Listed records:

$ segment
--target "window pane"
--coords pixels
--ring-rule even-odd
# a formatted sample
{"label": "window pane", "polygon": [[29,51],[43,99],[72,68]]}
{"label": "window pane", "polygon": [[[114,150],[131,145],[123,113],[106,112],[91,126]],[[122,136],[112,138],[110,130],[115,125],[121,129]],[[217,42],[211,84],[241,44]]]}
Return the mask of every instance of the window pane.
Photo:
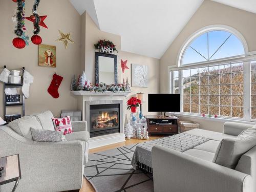
{"label": "window pane", "polygon": [[210,104],[219,105],[219,98],[220,97],[219,96],[210,95]]}
{"label": "window pane", "polygon": [[209,106],[208,105],[200,105],[200,113],[208,114],[209,114]]}
{"label": "window pane", "polygon": [[209,113],[211,115],[219,115],[219,106],[210,106],[210,112]]}
{"label": "window pane", "polygon": [[219,75],[212,75],[209,76],[209,84],[219,84]]}
{"label": "window pane", "polygon": [[232,96],[232,106],[243,106],[243,105],[244,96],[243,95]]}
{"label": "window pane", "polygon": [[243,108],[241,107],[232,107],[232,117],[243,117],[244,111]]}
{"label": "window pane", "polygon": [[219,86],[210,86],[210,95],[219,95]]}
{"label": "window pane", "polygon": [[198,113],[199,112],[199,105],[198,104],[191,105],[191,113]]}
{"label": "window pane", "polygon": [[231,96],[220,96],[220,104],[221,105],[230,106],[231,105]]}
{"label": "window pane", "polygon": [[208,96],[200,96],[200,104],[208,104]]}
{"label": "window pane", "polygon": [[199,86],[200,94],[208,95],[209,86]]}
{"label": "window pane", "polygon": [[244,74],[243,73],[232,73],[231,76],[232,83],[241,83],[244,81]]}
{"label": "window pane", "polygon": [[190,103],[190,96],[187,95],[183,95],[183,103]]}
{"label": "window pane", "polygon": [[190,95],[190,87],[183,87],[183,95]]}
{"label": "window pane", "polygon": [[191,86],[191,94],[198,95],[199,94],[199,86]]}
{"label": "window pane", "polygon": [[231,83],[231,78],[230,74],[224,74],[220,75],[220,84],[229,84]]}
{"label": "window pane", "polygon": [[188,104],[183,104],[183,112],[190,112],[190,105]]}
{"label": "window pane", "polygon": [[225,85],[225,86],[220,86],[220,90],[221,95],[230,95],[230,88],[231,86],[230,85]]}
{"label": "window pane", "polygon": [[230,106],[220,106],[220,115],[222,116],[230,116],[231,107]]}

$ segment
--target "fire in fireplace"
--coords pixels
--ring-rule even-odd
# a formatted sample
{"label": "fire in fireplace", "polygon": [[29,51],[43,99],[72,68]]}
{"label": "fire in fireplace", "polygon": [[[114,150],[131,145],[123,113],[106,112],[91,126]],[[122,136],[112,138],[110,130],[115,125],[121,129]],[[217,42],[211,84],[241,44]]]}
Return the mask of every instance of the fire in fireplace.
{"label": "fire in fireplace", "polygon": [[90,137],[120,133],[120,104],[90,106]]}

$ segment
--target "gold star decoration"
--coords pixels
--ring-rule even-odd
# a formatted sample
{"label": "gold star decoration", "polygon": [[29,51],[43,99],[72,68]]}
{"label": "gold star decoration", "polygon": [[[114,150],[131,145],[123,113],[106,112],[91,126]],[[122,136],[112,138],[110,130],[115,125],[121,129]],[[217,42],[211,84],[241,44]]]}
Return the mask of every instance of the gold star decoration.
{"label": "gold star decoration", "polygon": [[62,41],[63,44],[64,44],[64,46],[65,46],[66,49],[68,48],[68,44],[69,42],[72,43],[72,44],[75,44],[75,42],[74,42],[73,40],[70,39],[70,32],[67,33],[66,34],[63,33],[62,32],[61,32],[60,30],[59,30],[59,34],[61,36],[61,37],[56,40],[58,41]]}

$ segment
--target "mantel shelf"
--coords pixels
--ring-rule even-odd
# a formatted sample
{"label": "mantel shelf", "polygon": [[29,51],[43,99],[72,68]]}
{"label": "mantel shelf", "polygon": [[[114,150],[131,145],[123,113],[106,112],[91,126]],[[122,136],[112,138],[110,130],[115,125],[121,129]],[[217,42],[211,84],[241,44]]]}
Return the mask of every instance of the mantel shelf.
{"label": "mantel shelf", "polygon": [[113,93],[112,91],[107,91],[104,93],[94,92],[88,91],[72,91],[71,93],[76,96],[125,96],[132,93],[131,91],[119,91]]}

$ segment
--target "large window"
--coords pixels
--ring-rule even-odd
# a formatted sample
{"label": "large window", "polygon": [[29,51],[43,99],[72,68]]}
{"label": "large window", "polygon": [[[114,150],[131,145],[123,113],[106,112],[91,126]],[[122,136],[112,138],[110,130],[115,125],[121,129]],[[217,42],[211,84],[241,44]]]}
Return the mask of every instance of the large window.
{"label": "large window", "polygon": [[224,31],[187,45],[180,67],[169,71],[170,92],[181,93],[182,112],[256,120],[256,56],[246,57],[244,44]]}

Exercise:
Repeat the material above verbatim. Leave the pictures behind.

Written solution:
$ segment
--target "window pane"
--coords pixels
--ring-rule even-odd
# a formatted sample
{"label": "window pane", "polygon": [[29,51],[43,99],[72,68]]}
{"label": "window pane", "polygon": [[[114,150],[131,145],[123,113],[106,112],[91,126]],[[122,136],[112,138],[110,130],[115,125],[121,129]],[[217,42],[211,84],[241,44]]]}
Return the mask of every instance of the window pane.
Photo:
{"label": "window pane", "polygon": [[210,104],[219,105],[219,98],[220,97],[219,96],[210,95]]}
{"label": "window pane", "polygon": [[209,106],[208,105],[200,105],[200,113],[208,114],[209,114]]}
{"label": "window pane", "polygon": [[209,113],[211,115],[219,115],[219,106],[210,106],[210,112]]}
{"label": "window pane", "polygon": [[219,75],[212,75],[209,76],[209,84],[219,84]]}
{"label": "window pane", "polygon": [[232,96],[232,106],[243,106],[243,105],[244,96],[243,95]]}
{"label": "window pane", "polygon": [[243,108],[241,107],[232,107],[232,117],[243,117],[244,111]]}
{"label": "window pane", "polygon": [[219,86],[210,86],[210,95],[219,95]]}
{"label": "window pane", "polygon": [[198,113],[199,112],[199,105],[198,104],[191,105],[191,113]]}
{"label": "window pane", "polygon": [[231,96],[220,96],[220,104],[221,105],[230,106],[231,105]]}
{"label": "window pane", "polygon": [[208,96],[200,96],[200,104],[208,104]]}
{"label": "window pane", "polygon": [[199,86],[200,94],[208,95],[209,86]]}
{"label": "window pane", "polygon": [[244,74],[243,73],[232,73],[231,76],[232,83],[241,83],[244,81]]}
{"label": "window pane", "polygon": [[190,103],[190,96],[187,95],[183,95],[183,103]]}
{"label": "window pane", "polygon": [[190,95],[190,87],[183,87],[183,95]]}
{"label": "window pane", "polygon": [[191,86],[191,94],[198,95],[199,94],[199,86]]}
{"label": "window pane", "polygon": [[231,83],[231,78],[230,74],[224,74],[220,75],[220,84],[229,84]]}
{"label": "window pane", "polygon": [[188,104],[183,104],[183,112],[190,112],[190,105]]}
{"label": "window pane", "polygon": [[225,85],[225,86],[220,86],[220,90],[221,95],[230,95],[230,88],[231,86],[230,85]]}
{"label": "window pane", "polygon": [[230,106],[220,106],[220,115],[222,116],[230,116],[231,107]]}

$ segment
--target "fire in fireplace"
--coords pixels
--ring-rule even-odd
# a formatted sample
{"label": "fire in fireplace", "polygon": [[29,51],[43,99],[72,68]]}
{"label": "fire in fireplace", "polygon": [[[114,150],[131,145],[123,113],[106,112],[91,126]],[[122,136],[112,138],[110,130],[115,125],[121,129]],[[217,42],[211,84],[241,44]]]}
Return the mask of every instance of the fire in fireplace.
{"label": "fire in fireplace", "polygon": [[90,137],[120,133],[120,104],[90,106]]}

$ segment
--target "gold star decoration"
--coords pixels
--ring-rule even-odd
# a formatted sample
{"label": "gold star decoration", "polygon": [[29,51],[43,99],[72,68]]}
{"label": "gold star decoration", "polygon": [[[114,150],[131,145],[123,113],[106,112],[91,126]],[[122,136],[112,138],[110,130],[115,125],[121,129]],[[217,42],[211,84],[241,44]]]}
Return the mask of every instance of the gold star decoration.
{"label": "gold star decoration", "polygon": [[62,41],[63,44],[64,44],[64,46],[65,46],[66,49],[68,48],[68,44],[69,42],[72,43],[72,44],[75,44],[75,42],[74,42],[73,40],[70,39],[70,32],[67,33],[66,34],[63,33],[62,32],[61,32],[60,30],[59,30],[59,34],[61,36],[61,37],[56,40],[58,41]]}

$ segment
--target "mantel shelf"
--coords pixels
--ring-rule even-odd
# a formatted sample
{"label": "mantel shelf", "polygon": [[29,51],[43,99],[72,68]]}
{"label": "mantel shelf", "polygon": [[[114,150],[131,145],[123,113],[106,112],[91,126]],[[122,136],[112,138],[110,130],[115,125],[121,129]],[[217,42],[211,84],[241,44]]]}
Return the mask of every instance of the mantel shelf.
{"label": "mantel shelf", "polygon": [[113,93],[112,91],[107,91],[104,93],[94,92],[88,91],[72,91],[71,93],[76,96],[125,96],[132,93],[131,91],[119,91]]}

$ segment
--target "large window"
--coords pixels
--ring-rule even-odd
# a formatted sample
{"label": "large window", "polygon": [[29,51],[43,99],[72,68]]}
{"label": "large window", "polygon": [[[114,150],[131,145],[123,113],[106,112],[91,126]],[[122,136],[112,138],[110,130],[115,125],[121,129]],[[217,42],[211,84],[241,44]]]}
Return the mask of every instance of the large window.
{"label": "large window", "polygon": [[224,31],[187,45],[180,67],[169,71],[170,92],[181,93],[182,112],[256,120],[256,56],[246,57],[244,44]]}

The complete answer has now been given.